● Extract:
-.-.-
Description: "Offering a fresh perspective on the cultural transition between Weimar- and National Socialist-era Germany, this interdisciplinary volume explores the fate of modernism following the censorship of the Nazi years. Presenting essays on architecture, painting, cabaret, typography, and commercial design, the volume explores how modern styles like New Vision photography, Dada, and Neue Sachlichkeit coexisted with established artistic modes and generated a productive tension that persisted during the Nazi era. Bridging photography, moving image, and painting, Aesthetics in Transition provides a deeper understanding of the complex interplay between tradition and modernity in early-20th-century Germany"--
Brief description: Deborah Ascher Barnstone is Professor and Head of Architecture at the University of Sydney, Australia. Barnstone is a licensed architect in Germany, holds a Master of Architecture degree from Columbia University, and holds a PhD from TU Delft. Her recent monograph works include Beyond the Bauhaus: Cultural Modernity in Breslau, 1918-1933 (2016), Art and Resistance in Germany (2018), and The Break with the Past: Avant-garde Architecture in Germany, 1910-1925 (2019). She co-edits Bloomsbury's Visual Cultures and German Contexts book series.
-.-.-
● Supplied data:
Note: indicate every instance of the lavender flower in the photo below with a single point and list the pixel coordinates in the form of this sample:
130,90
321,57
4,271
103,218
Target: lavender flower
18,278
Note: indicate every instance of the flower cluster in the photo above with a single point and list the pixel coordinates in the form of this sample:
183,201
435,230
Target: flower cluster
-.-.-
● Exercise set:
- A) According to the book description, which institution awarded Barnstone her PhD?
- B) Do these statements agree with the book description? For each, answer yes or no and quote the deciding words. (i) The volume contains essays on cabaret and typography. (ii) Barnstone earned her Master of Architecture degree at TU Delft. (iii) Art and Resistance in Germany appeared in 2016.

● Per-task outputs:
- A) TU Delft.

- B)
(i) Yes: "Presenting essays on architecture, painting, cabaret, typography, and commercial design"
(ii) No: "holds a Master of Architecture degree from Columbia University"
(iii) No: "Art and Resistance in Germany (2018)"